* INPUT ROWS:
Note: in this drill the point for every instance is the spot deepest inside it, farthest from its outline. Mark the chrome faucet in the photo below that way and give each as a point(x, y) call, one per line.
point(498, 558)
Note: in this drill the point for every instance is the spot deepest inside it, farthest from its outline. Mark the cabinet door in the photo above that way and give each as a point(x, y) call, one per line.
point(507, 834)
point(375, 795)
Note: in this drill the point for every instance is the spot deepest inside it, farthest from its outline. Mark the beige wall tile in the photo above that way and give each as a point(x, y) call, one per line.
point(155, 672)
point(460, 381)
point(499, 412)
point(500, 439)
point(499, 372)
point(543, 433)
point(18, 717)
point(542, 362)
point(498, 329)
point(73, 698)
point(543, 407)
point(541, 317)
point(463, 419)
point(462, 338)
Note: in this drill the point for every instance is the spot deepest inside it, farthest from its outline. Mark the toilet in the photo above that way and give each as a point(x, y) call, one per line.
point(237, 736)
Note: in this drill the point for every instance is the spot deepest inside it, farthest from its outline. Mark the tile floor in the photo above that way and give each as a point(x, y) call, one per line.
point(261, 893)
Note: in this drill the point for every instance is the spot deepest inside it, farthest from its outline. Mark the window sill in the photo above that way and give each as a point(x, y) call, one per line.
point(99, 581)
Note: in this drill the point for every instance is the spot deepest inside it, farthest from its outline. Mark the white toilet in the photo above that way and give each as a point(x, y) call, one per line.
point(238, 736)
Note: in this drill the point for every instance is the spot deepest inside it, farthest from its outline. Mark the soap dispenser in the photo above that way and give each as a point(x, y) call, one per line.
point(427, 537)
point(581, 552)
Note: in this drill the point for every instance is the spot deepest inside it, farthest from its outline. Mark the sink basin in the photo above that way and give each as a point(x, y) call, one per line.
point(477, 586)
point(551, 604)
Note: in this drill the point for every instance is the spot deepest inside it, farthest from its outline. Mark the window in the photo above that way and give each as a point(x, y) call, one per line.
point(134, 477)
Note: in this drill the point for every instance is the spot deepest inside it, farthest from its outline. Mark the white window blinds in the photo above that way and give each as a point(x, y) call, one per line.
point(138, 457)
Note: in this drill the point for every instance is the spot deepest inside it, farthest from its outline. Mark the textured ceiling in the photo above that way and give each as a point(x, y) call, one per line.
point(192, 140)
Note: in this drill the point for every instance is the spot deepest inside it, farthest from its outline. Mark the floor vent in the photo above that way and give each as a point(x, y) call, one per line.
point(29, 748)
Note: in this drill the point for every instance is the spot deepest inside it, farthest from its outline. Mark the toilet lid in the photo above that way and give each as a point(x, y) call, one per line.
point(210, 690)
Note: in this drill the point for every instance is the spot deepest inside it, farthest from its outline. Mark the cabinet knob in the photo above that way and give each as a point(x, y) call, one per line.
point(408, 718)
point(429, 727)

* AIM:
Copy all of the material above line for line, changing nothing.

* RESULT BELOW:
Note: in this drill the point for every instance is the spot deepest inside it, farthest from its outline. Mark the chrome faucet in the photo below that way and give each as a point(x, y) call, one per line.
point(498, 558)
Note: in this drill the point for every instance is the spot deepest inside it, farthest from its outline. Mark the cabinet door in the photo above that way and give each as a point(x, y) call, one per line.
point(507, 834)
point(375, 795)
Note: in this drill the point for every instance is the spot deepest inside it, farthest from its outline. Mark the beige wall tile in the photo above that way and give each as a point(x, y) call, one per line.
point(155, 672)
point(460, 381)
point(499, 412)
point(500, 439)
point(499, 372)
point(543, 433)
point(18, 717)
point(542, 362)
point(498, 329)
point(73, 698)
point(543, 407)
point(541, 317)
point(463, 419)
point(462, 338)
Note: in this drill the point for every instance is the spot deepest inside it, farthest from its outline. Mark the toilet in the photo above that way and give each as a point(x, y) call, one per line.
point(237, 736)
Note: in this drill the point for every instance is the spot deepest inside it, farthest from its outline. Mark the tile floor in the photo above that way and give each as a point(x, y) call, one per line.
point(261, 893)
Note: in this drill the point for every instance is the spot deepest inside it, farthest from its outline. Mark the window sill in the photo above that way and give each as a point(x, y) call, one per line.
point(99, 581)
Note: in this drill the point for every instance is the spot deepest inside it, farthest from its outline. Mark the white toilet in the photo above that way and give each as a point(x, y) call, one per line.
point(238, 736)
Note: in this drill the point for every instance is the spot deepest inside it, farthest from its outline. Mark the soap dispenser in the photo above that way and give each as a point(x, y) call, one per line.
point(427, 537)
point(581, 552)
Note: in this drill the point for every instance is the spot deepest inside it, farthest from its outline. Mark the sink basin in the photo above that way and give each as a point(x, y) call, one per line.
point(477, 586)
point(551, 604)
Note: in this drill the point for every instance is the spot deepest inside it, farthest from its outline. Mark the window in the photo above that way and give each as a point(x, y) call, one per line.
point(134, 477)
Note: in this drill the point for every instance is the spot deepest inside it, farthest from its outline. Mark the white window blinds in the photo above that way and give each as a point(x, y) call, one per line.
point(138, 457)
Note: in this drill the point for every instance is the spot deepest inside it, farthest from its outline. Mark the textured ceiling in the photo above that way and give each as a point(x, y) call, one per line.
point(192, 140)
Note: in this drill the point for every instance is the spot deepest inside it, farthest from its outline. Mark the floor vent in the photo above that way and give each as a point(x, y) call, one per line.
point(29, 748)
Note: in this drill the point for every instance is the spot deepest inside it, farthest from its outline. Mark the toilet lid in the photo above that way and give each as a point(x, y) call, one per line.
point(210, 690)
Note: in this drill the point for every instance is the spot deepest inside it, farthest from its outline. Mark the cabinet knob in the photo above that way and give each as a point(x, y) call, one per line.
point(408, 718)
point(429, 727)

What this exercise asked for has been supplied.